● **RECORD SET**:
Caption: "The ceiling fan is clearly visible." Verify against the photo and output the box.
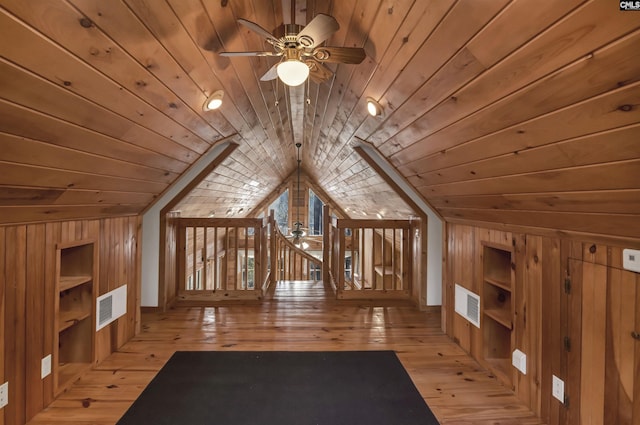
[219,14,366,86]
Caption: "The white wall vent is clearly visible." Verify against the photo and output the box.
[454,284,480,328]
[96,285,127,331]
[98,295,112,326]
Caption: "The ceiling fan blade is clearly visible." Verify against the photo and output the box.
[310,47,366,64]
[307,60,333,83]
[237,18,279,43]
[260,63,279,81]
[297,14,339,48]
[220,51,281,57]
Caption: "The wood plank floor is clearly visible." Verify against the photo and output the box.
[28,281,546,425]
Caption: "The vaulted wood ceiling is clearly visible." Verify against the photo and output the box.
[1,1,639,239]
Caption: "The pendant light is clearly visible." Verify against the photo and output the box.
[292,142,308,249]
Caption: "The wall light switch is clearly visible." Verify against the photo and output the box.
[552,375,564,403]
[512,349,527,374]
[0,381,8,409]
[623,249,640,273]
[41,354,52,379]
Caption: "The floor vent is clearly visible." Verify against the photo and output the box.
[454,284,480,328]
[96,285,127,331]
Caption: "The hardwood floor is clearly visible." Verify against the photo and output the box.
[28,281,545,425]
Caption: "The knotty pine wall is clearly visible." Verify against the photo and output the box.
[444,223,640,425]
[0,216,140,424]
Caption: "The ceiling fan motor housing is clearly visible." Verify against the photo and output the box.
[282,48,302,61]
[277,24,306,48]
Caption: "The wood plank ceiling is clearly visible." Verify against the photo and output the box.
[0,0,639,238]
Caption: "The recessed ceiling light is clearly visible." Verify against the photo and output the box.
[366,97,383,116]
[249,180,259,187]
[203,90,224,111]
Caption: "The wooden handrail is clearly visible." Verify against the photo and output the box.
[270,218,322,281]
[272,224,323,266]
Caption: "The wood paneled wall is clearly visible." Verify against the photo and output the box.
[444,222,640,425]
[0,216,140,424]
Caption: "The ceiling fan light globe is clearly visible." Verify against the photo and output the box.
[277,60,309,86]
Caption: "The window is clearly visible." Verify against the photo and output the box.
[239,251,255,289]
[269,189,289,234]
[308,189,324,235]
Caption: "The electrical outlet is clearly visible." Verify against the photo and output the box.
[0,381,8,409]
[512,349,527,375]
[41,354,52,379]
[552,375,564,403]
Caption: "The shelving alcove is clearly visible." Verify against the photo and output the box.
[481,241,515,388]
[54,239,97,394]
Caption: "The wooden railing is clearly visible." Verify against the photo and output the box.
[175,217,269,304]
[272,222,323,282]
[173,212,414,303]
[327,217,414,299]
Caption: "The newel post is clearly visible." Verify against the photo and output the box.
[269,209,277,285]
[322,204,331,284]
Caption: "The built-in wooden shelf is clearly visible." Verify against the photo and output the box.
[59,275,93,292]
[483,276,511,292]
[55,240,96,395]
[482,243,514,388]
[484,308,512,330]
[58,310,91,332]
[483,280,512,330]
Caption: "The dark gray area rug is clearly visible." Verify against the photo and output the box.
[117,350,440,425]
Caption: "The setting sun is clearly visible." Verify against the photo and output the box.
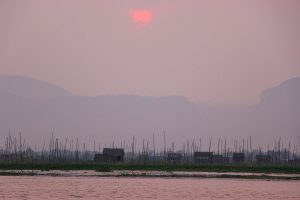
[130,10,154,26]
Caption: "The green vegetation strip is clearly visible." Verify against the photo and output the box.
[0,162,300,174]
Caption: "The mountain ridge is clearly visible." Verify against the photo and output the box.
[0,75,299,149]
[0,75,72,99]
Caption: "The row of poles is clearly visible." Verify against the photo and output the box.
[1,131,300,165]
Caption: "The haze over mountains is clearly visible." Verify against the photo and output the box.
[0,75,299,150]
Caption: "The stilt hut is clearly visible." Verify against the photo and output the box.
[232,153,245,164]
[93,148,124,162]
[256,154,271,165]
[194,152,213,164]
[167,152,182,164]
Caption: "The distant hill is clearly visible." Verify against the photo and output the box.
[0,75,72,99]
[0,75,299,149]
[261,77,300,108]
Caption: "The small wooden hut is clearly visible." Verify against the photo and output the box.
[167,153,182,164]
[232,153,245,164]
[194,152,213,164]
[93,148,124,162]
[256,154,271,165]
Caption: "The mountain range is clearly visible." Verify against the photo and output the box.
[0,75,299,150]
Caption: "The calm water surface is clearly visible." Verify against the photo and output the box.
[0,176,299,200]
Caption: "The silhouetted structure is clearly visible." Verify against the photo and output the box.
...
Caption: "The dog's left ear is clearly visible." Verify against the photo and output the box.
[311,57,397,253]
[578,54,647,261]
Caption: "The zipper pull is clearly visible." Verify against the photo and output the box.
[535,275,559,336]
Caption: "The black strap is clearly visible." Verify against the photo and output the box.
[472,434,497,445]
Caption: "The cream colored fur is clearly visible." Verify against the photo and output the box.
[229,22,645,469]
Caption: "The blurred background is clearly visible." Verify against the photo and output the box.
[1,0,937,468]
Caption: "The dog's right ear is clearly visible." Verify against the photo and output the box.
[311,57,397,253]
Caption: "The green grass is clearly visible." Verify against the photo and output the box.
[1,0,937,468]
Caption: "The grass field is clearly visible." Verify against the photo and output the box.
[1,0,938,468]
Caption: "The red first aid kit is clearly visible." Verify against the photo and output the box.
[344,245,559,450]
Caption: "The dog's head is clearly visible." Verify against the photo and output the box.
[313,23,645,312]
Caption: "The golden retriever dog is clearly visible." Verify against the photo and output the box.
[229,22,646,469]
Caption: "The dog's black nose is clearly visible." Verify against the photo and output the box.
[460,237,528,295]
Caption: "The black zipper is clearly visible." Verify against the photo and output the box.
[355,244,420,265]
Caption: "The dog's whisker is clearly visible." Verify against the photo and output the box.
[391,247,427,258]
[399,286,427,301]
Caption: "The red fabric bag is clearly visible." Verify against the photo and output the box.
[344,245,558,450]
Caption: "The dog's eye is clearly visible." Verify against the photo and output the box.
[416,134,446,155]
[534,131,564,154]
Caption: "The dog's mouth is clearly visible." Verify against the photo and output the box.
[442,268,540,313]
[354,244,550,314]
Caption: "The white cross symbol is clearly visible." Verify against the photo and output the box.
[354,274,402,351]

● **WHAT THE TASK REQUIRES**: Transcribe, exactly and without additions, the lines of the records above, beginning with the line that contains "small wooden hut" and ending with the line that contains "silhouetted structure is", both included.

● **ANSWER TO THIS TASK**:
Caption: "The small wooden hut is clearly visible." Verify against the photo and output the box.
[167,153,182,164]
[232,153,245,164]
[194,152,213,164]
[93,148,124,162]
[256,154,271,165]
Caption: "The mountain range is clearly visible." Verify against the photo and output the box.
[0,75,299,150]
Caption: "The calm water surface is clearly visible." Verify against the photo and output the box.
[0,176,299,200]
Caption: "The silhouetted structure is clearly visible." Verify against the photo and output the box.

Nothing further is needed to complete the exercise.